*** Opening of AVAILABLE DATA ***

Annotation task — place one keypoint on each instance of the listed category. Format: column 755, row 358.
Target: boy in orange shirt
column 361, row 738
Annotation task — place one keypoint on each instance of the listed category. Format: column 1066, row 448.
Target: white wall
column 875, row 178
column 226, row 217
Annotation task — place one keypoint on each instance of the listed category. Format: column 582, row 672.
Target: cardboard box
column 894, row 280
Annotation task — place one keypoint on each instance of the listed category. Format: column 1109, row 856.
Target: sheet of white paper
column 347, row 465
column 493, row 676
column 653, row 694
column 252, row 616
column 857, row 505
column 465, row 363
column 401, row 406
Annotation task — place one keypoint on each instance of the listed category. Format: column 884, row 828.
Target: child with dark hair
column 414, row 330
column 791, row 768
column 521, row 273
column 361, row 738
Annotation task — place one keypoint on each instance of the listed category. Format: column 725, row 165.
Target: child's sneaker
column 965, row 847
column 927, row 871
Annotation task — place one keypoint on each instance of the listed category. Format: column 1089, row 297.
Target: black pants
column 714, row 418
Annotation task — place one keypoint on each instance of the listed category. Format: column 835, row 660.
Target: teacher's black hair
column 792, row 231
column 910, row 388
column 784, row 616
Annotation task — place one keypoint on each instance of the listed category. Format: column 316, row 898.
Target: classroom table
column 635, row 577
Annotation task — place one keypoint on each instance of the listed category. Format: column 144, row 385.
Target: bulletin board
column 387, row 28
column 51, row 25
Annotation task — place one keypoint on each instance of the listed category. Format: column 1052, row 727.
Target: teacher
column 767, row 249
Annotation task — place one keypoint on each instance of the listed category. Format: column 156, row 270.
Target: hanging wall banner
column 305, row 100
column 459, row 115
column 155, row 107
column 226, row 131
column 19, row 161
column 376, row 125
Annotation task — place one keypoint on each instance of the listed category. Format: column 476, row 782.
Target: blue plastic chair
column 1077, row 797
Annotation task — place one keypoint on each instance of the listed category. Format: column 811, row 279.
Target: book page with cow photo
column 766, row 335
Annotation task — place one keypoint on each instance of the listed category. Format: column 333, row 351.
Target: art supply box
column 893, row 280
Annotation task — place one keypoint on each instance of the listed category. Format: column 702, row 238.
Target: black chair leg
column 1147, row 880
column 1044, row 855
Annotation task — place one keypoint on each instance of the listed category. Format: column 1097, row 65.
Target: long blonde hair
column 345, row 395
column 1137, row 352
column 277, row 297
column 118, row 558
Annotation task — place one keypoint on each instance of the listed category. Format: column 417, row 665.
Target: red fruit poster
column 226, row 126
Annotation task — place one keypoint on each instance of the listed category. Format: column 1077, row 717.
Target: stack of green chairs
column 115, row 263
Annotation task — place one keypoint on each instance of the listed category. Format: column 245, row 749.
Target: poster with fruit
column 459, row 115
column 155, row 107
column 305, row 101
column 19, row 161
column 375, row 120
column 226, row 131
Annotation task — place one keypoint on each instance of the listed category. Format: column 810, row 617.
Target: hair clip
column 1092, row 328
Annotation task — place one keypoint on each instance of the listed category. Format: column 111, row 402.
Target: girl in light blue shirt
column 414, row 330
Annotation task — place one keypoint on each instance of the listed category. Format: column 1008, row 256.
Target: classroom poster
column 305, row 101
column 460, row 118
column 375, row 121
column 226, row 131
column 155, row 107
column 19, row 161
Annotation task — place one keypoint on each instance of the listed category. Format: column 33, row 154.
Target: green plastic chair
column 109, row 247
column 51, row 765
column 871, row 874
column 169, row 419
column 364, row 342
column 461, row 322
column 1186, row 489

*** Close of AVAILABLE DATA ***

▶ **ACTIVITY**: Repeat all the material, keeping each line identical.

▶ **RESULT**:
Annotation task — place one keypoint on each instance of the listed category. Format: column 755, row 358.
Target: boy in orange shirt
column 361, row 738
Annotation task — place one keypoint on each instance of the listed category. Format: column 1066, row 448.
Target: white wall
column 875, row 178
column 226, row 217
Annotation task — place one keypoint on each instance of the listed category. Format: column 582, row 672.
Target: cardboard box
column 894, row 280
Annotation task — place one keypoint on each instance of the listed category. Format: column 1109, row 856.
Target: sheet of white paper
column 347, row 465
column 493, row 676
column 653, row 694
column 252, row 616
column 857, row 505
column 465, row 363
column 401, row 406
Annotation task — place one keypoint on each instance of the listed category. Format: column 884, row 828.
Target: child with dark hair
column 414, row 330
column 791, row 768
column 521, row 273
column 361, row 738
Annotation task — place one keypoint on each instance of the listed category. Format: column 725, row 165.
Target: child's sneaker
column 965, row 847
column 927, row 871
Annotation task — place one keypoint on each instance of the listed category. Format: column 1089, row 297.
Target: black pants
column 714, row 418
Annotation task — place one keypoint on each instance of the listed category. Format: column 835, row 660.
Target: teacher's black hair
column 792, row 231
column 910, row 388
column 784, row 616
Annotation task — place one keypoint on each instance of the listed category. Format: column 316, row 898.
Target: classroom table
column 635, row 577
Annotation task — place one keypoint on each instance of the listed category. Format: column 144, row 385.
Target: bulletin board
column 387, row 28
column 51, row 25
Annotation task — place one keypoint on each instance of the listed category. Format: column 1052, row 727.
Target: teacher
column 767, row 249
Annotation task — place one keypoint on each instance of the listed category. Format: column 156, row 270.
Target: hanging wall banner
column 305, row 100
column 459, row 115
column 155, row 107
column 226, row 131
column 19, row 161
column 376, row 125
Annotation task — place one keypoint on each instance of the listed category. Format: column 476, row 782.
Target: blue plastic chair
column 1077, row 797
Annotation task — place one keypoint on each instance of the listed category. Format: column 811, row 279.
Target: book page with cow photo
column 766, row 335
Annotation task — place one keypoint on each instance of the listed category. Format: column 333, row 351.
Target: art supply box
column 893, row 280
Annotation task — place one keypoint on each instance of the listed category. Format: column 702, row 238.
Target: black chair leg
column 1147, row 880
column 1044, row 855
Annotation task — place one keypoint on each instance of the listed category. Format: column 1097, row 65.
Target: long blonde hair
column 345, row 395
column 1137, row 352
column 277, row 297
column 118, row 558
Annotation task — place one keypoint on each instance of the listed category. Format: column 417, row 665.
Target: red fruit poster
column 226, row 126
Annotation task — place one keypoint on each instance of the listed category. Format: column 1077, row 717.
Target: stack of green chairs
column 115, row 263
Annotation task — place one keypoint on each instance of the listed category. Format: column 245, row 749.
Target: poster with fruit
column 459, row 115
column 155, row 107
column 305, row 101
column 19, row 161
column 375, row 120
column 226, row 131
Annotation task — place one keypoint on each instance of the listed category. Format: column 810, row 617.
Target: hair clip
column 1092, row 328
Annotation task — place one keypoint on each instance of the listed category. Format: column 111, row 402.
Target: girl in light blue shirt
column 414, row 330
Annotation task — place one keypoint on each instance of the listed category. Format: column 1008, row 256.
Target: classroom poster
column 305, row 101
column 460, row 118
column 375, row 121
column 226, row 131
column 155, row 107
column 19, row 161
Annotation task — place one keypoint on each instance of the listed category. Format: column 33, row 154.
Target: green plastic chair
column 109, row 247
column 51, row 765
column 871, row 874
column 169, row 419
column 364, row 342
column 461, row 322
column 1186, row 489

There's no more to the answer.